┌─ Selected passage
A large tree came down during Tropical Storm Isaias, damaging the environmental center's roof and ceiling.

Isaias Damages Environmental Center on Tilghman Island

The damage could have been worse for most parts of the Chesapeake region, when Tropical Storm Isaias came straight up the coast. But for the Phillips Wharf Environmental Center on Tilghman Island, Isaias dealt the second of two blows in 2020.

The environmental center’s campus has been closed to the public for the last five months, since the COVID-19 pandemic began, and all of its programs canceled. Then, on August 4, Tropical Storm Isaias brought heavy rain, big wind gusts, and an eye-popping total of 36 tornadoes to Maryland and Virginia. In Talbot County, the highest wind gust was clocked at 56 miles per hour.

A tree came crashing down on the Phillips Wharf Estuarium and classroom building, spaces that hold touch tanks and an aquarium as well as adult and student learning areas. Staff members were next door when the tree came down and were able to cut off power before the tree caused further problems. But the damage to the roof and ceiling have made it hazardous for staff to be inside.

Center Administrator Josh Poore tells Bay Bulletin that staff have been doing important work in the building, even while the center is closed.

“Our staff continues to utilize the classroom during our shutdown as we have maintained a few of our animals and we are still working hard on our oyster restoration programs,” Poore explains.

And the environmental center wants to be ready to go when the pandemic allows it to reopen. In a Facebook post, Phillips Wharf writes, “Repairs to this building are necessary for our staff to have a safe place to work and so that we can be ready to receive you and your families when it is safe to do so again.”
└─
┌─ Extracted entries
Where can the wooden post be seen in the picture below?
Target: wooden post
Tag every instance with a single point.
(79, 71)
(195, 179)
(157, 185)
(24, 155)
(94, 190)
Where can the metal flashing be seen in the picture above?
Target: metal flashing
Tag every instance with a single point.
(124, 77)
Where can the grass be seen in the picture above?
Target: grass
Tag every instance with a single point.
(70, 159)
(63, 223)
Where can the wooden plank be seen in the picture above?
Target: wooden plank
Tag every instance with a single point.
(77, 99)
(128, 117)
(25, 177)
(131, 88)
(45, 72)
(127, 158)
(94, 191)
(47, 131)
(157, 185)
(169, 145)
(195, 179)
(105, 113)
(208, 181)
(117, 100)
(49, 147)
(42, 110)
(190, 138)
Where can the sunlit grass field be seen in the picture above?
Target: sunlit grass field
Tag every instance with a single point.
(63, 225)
└─
┌─ Extracted entries
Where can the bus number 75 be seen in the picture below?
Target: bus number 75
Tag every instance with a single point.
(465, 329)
└─
▶ Brief 1: Reproduce part of the article on the Tilghman Island storm damage, beginning at the words "The damage could" and stopping after "miles per hour.".
▶ Brief 2: According to the article on the Tilghman Island storm damage, what was the highest wind gust recorded in Talbot County?
The data comes from a different source than the article.

▶ Problem solution 1:
The damage could have been worse for most parts of the Chesapeake region, when Tropical Storm Isaias came straight up the coast. But for the Phillips Wharf Environmental Center on Tilghman Island, Isaias dealt the second of two blows in 2020.

The environmental center’s campus has been closed to the public for the last five months, since the COVID-19 pandemic began, and all of its programs canceled. Then, on August 4, Tropical Storm Isaias brought heavy rain, big wind gusts, and an eye-popping total of 36 tornadoes to Maryland and Virginia. In Talbot County, the highest wind gust was clocked at 56 miles per hour.

▶ Problem solution 2: 56 miles per hour